(Referring expression pointing data)
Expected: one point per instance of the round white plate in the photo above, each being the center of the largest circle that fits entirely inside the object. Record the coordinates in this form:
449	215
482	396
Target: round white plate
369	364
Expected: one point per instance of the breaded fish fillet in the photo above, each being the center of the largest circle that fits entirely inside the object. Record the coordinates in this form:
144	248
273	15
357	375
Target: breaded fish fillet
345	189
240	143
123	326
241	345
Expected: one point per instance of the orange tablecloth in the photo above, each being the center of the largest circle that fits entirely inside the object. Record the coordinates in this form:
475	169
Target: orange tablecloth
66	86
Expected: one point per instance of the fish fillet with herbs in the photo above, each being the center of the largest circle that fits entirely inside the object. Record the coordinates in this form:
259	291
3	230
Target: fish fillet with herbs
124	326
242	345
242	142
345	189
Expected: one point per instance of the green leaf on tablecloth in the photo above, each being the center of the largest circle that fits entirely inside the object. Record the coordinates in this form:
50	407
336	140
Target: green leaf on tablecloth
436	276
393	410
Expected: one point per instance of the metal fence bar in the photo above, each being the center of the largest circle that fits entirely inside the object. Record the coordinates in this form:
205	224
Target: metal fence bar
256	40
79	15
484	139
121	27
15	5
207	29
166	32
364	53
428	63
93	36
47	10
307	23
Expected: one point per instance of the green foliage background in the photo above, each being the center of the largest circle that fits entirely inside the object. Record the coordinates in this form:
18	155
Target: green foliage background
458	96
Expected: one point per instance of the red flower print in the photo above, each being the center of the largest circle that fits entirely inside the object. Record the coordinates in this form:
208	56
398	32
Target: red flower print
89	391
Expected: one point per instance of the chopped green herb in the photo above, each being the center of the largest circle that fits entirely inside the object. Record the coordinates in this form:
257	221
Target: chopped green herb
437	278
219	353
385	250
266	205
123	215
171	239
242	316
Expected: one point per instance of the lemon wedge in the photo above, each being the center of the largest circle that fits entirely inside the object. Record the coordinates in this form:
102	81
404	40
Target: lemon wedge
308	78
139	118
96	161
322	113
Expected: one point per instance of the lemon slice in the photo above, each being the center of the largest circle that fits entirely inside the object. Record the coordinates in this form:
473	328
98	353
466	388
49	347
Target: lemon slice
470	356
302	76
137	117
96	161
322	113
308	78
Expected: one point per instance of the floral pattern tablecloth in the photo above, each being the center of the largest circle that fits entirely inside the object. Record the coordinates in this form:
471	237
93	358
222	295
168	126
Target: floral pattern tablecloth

__Directions for this task__: Going through the data above, count the lines where the string "floral" appears, and answer with only that number.

__Problem solution__: 2